Supplied data:
----

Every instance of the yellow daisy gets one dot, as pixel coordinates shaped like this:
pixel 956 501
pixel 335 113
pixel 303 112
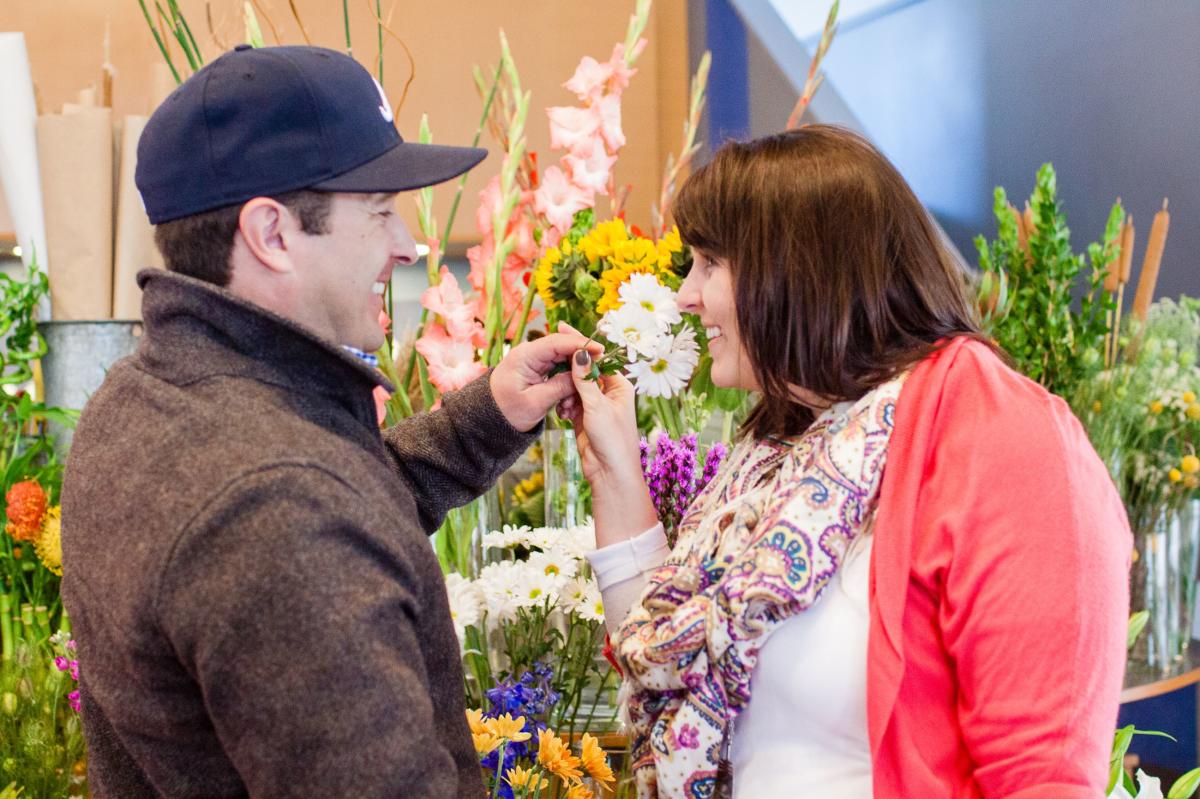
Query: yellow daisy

----

Try it: The answer should contain all the material above, copied exactly, and no images.

Solution to this task:
Every instance of the yellow daisy gets one dot, as pixel coordinates shaped like this:
pixel 956 501
pixel 335 113
pixel 303 112
Query: yellow daisy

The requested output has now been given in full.